--- Provided records Enclosed Below ---
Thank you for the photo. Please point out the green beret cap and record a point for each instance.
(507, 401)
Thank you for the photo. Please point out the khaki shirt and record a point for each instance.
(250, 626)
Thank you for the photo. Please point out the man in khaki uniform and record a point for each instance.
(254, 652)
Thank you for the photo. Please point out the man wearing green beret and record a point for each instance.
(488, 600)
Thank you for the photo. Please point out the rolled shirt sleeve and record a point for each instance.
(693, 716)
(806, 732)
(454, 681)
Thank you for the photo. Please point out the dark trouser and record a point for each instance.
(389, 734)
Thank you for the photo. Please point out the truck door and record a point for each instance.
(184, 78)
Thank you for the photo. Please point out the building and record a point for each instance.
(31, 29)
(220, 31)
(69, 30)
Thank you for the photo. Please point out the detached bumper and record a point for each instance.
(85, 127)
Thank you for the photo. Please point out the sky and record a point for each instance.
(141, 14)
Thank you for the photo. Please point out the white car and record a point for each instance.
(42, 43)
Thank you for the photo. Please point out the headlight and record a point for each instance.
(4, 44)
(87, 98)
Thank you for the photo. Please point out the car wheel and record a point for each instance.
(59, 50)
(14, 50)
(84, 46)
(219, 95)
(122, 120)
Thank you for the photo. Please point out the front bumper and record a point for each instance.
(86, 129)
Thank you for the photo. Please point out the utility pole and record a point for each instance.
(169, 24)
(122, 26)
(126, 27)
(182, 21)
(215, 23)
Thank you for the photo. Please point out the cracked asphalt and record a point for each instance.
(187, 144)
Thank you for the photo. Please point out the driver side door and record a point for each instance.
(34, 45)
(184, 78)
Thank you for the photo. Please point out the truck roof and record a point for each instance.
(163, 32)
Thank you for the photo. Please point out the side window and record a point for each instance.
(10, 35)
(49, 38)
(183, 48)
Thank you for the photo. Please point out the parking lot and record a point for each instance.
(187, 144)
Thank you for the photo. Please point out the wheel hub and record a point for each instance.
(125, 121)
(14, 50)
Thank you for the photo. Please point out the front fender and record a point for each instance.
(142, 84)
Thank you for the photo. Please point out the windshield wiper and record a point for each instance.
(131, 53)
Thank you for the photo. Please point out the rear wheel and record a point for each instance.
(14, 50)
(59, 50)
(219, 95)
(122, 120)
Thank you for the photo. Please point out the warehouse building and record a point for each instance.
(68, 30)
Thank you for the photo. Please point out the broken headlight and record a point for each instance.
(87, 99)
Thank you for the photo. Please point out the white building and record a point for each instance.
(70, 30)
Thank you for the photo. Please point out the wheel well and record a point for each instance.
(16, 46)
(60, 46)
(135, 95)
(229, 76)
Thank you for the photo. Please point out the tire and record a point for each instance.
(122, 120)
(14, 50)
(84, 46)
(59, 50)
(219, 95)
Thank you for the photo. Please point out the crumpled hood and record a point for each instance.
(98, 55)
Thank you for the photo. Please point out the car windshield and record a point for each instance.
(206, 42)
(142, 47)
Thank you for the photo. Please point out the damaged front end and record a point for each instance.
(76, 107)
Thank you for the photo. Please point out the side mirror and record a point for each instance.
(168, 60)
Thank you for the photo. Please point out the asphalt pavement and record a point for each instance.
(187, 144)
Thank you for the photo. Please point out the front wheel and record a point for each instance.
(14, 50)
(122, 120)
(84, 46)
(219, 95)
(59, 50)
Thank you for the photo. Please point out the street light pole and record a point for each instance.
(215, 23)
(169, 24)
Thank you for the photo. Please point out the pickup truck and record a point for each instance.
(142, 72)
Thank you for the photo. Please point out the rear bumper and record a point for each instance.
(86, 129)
--- End of Enclosed Provided records ---
Required action:
Your task is to retype the data exactly, with no line missing.

The answer:
Thank you for the photo. Please point out the green beret cap and record a point for each instance.
(507, 401)
Thank you for the photo. Please point out the khaki shirt and record a point for each instance.
(250, 626)
Thank you for the photo. Please point out the man in khaki uniform and record a point for each instance.
(254, 652)
Thank you for the photo. Please point out the man wearing green beret and record a point for each instance.
(488, 600)
Thank you for the photo. Please point out the rolled shirt sleeve and record a point for each instance.
(693, 716)
(806, 732)
(454, 681)
Thank you for the photo. Please point out the dark trouser and record a point for each instance.
(389, 734)
Thank you for the photo. Please point out the truck door and record a point for each instance.
(184, 78)
Thank you for the photo. Please point out the building and record a point for each instance.
(31, 29)
(220, 31)
(69, 30)
Thank you for the photo. Please point out the detached bumper and record a point for each instance.
(85, 127)
Thank you for the photo. Please point out the sky and record a point for each instance.
(141, 14)
Thank you for the photo. Please point out the white car and record a point for each instance.
(42, 43)
Thank you for the photo. Please point out the headlight and record a point for each instance.
(4, 44)
(87, 98)
Thank you for the photo. Please point out the car wheel and record a point for each instance.
(59, 50)
(14, 50)
(84, 46)
(219, 95)
(122, 120)
Thank you for the photo. Please point out the front bumper and record a point for each instance.
(86, 129)
Thank you for the photo. Please point out the utility pole and record a point for each instance.
(169, 24)
(122, 26)
(126, 27)
(182, 21)
(215, 23)
Thank you for the photo. Please point out the cracked asphalt and record a point for each instance.
(187, 144)
Thank you for the photo. Please point out the driver side door and record a point for each instance.
(34, 45)
(184, 78)
Thank you for the photo. Please point out the truck roof and record a point for each instance.
(163, 32)
Thank you for the photo. Please point out the side window and record a point for each instance.
(10, 35)
(49, 38)
(183, 48)
Thank you for the photo. Please point out the parking lot and record a point for each instance.
(187, 144)
Thank you for the photo. Please point out the wheel hub and record a point for each instance.
(125, 121)
(14, 50)
Thank you for the photo. Please point out the front fender and record a point for each instance.
(142, 84)
Thank you for the photo. Please point out the windshield wiper and record a point for each instance.
(131, 53)
Thank you for the photo. Please point out the rear wheel and record a point for each instance.
(14, 50)
(59, 50)
(219, 95)
(122, 120)
Thank you for the photo. Please point out the warehouse building and record a point for each instance.
(68, 30)
Thank you for the photo. Please point out the broken headlight and record a point for each instance.
(87, 99)
Thank you for the photo. Please point out the white building and record a point for each instance.
(70, 30)
Thank you for the photo. Please point out the wheel well and record a point for each instance.
(16, 46)
(60, 46)
(135, 95)
(229, 76)
Thank you for the photo. Please point out the tire and record a point for each instance.
(122, 120)
(14, 50)
(84, 46)
(59, 50)
(219, 95)
Thank you for the photo. Please point out the crumpled hood and record a point for each instance.
(98, 55)
Thank you for the photo. Please point out the car windshield and record a point for each instance.
(206, 42)
(142, 47)
Thank you for the photo. Please point out the damaged front end and record a point for each instance.
(76, 107)
Thank you for the photo. Please point out the side mirror and record a point for each instance.
(168, 60)
Thank you for the photo. Please point out the asphalt pavement and record a point for each instance.
(187, 144)
Thank you for the photo. Please point out the front wheel and record a point for each instance.
(14, 50)
(122, 120)
(84, 46)
(219, 95)
(59, 50)
Thank you for the photo. Please point out the street light pole and record a point for each instance.
(215, 23)
(169, 24)
Thank you for the photo. Please point out the pickup truck and record a point for each instance.
(142, 72)
Thank you for the photo. Please point out the rear bumper and record a point for each instance.
(86, 129)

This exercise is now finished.